--- start Text excerpt ---

← Back to index | ← 05 Configuration flow | 07 Quiz app runtime →
How archetype scores are computed, calibrated, and finalised across all five formats. Reflects post-D-phase state (2026-05-19) where calibration parity is achieved end-to-end.
Three implementations, one contract
flowchart TB
JSON["framework_definitions/money_archetypes.json<br/>scoring.engine.archetype_calibration.rules"]
subgraph TS["TypeScript (moneyquiz-app)"]
TS_FN["applyArchetypeCalibration()<br/>score-analyser.ts"]
end
subgraph AG["Agent Python (adaptive-assessment)"]
AG_FN["apply_archetype_calibration()<br/>scoring_calibration.py"]
end
subgraph GW["Gateway Python (api-gateway)"]
GW_FN["apply_archetype_calibration()<br/>scoring_calibration.py"]
end
JSON --> TS_FN
JSON --> AG_FN
JSON --> GW_FN
MIRROR["Money Mirror /api/quiz/results"] --> TS_FN
GAME["Money Game /api/quiz/results"] --> TS_FN
DEAL["Money Deal generate_results"] --> AG_FN
REALM["Money Realm generate_results"] --> AG_FN
LIKERT["Money Quiz (WP) archetype-scores.php"] --> GW_FN
TS_FN -.->|"calibrated scores<br/>(must be byte-identical<br/>for same rule set + input)"| EQ((Identical<br/>output))
AG_FN -.-> EQ
GW_FN -.-> EQ
classDef src fill:#fff3e0,stroke:#f57c00
classDef impl fill:#e3f2fd,stroke:#1976d2
classDef format fill:#e8f5e9,stroke:#2e7d32
classDef contract fill:#f3e5f5,stroke:#7b1fa2
class JSON src
class TS_FN,AG_FN,GW_FN impl
class MIRROR,GAME,DEAL,REALM,LIKERT format
class EQ contract
The contract is cross-language byte-equivalence: the same input scores + rule set must produce the same output regardless of which implementation runs. Any change to the rule semantics must update all three in lockstep and add a fixture test that compares all three.

--- end Text excerpt ---
--- start Data extract ---

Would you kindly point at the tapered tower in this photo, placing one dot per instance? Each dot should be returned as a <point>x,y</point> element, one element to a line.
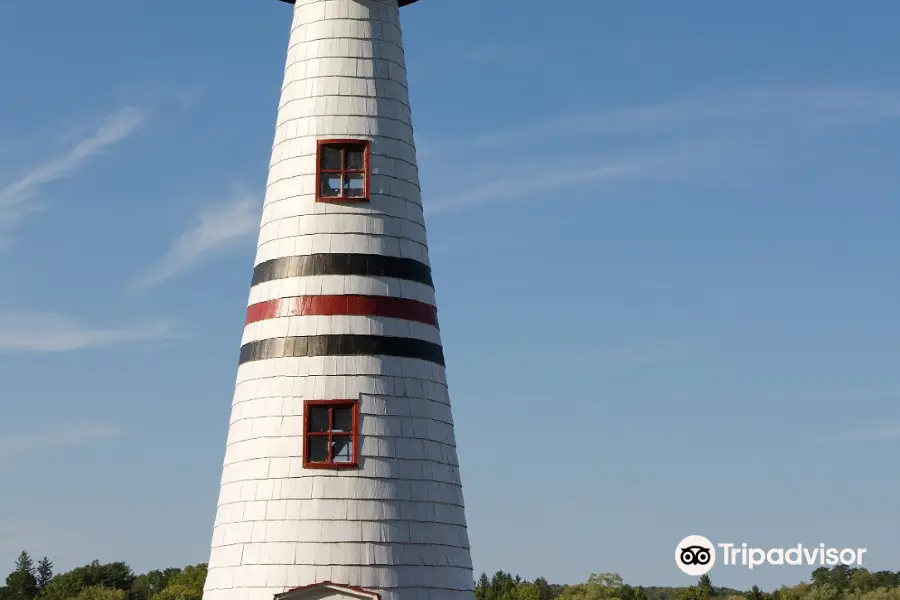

--- end Data extract ---

> **Your instructions**
Write the next part of the page on how archetype scores are calibrated, picking up right after its last sentence.

> **Reply to the task**
The three score-derivation pipelines
| Format(s) | Score derivation | Where it lives |
|---|---|---|
Money Mirror (qa) | Agent answers process_answer to update session scores; final scores POSTed to /api/quiz/results from the client | Agent quiz_engine (raw scores) + TS analyseScores (calibration + analysis) |
Money Game (game) | Game session in moneyquiz-app accumulates per-archetype during play | TS analyseScores |
Money Deal + Realm (deal, realm) | Agent NATS session accumulates during card interactions; generate_results returns final scores | Agent quiz_engine.generate_results |
Money Quiz (likert) | WordPress JS sums weighted Likert values per trait, maps to archetypes | WP JS (raw) + gateway /calibrate (calibration) |
Three different paths. One calibration engine, ported to three languages.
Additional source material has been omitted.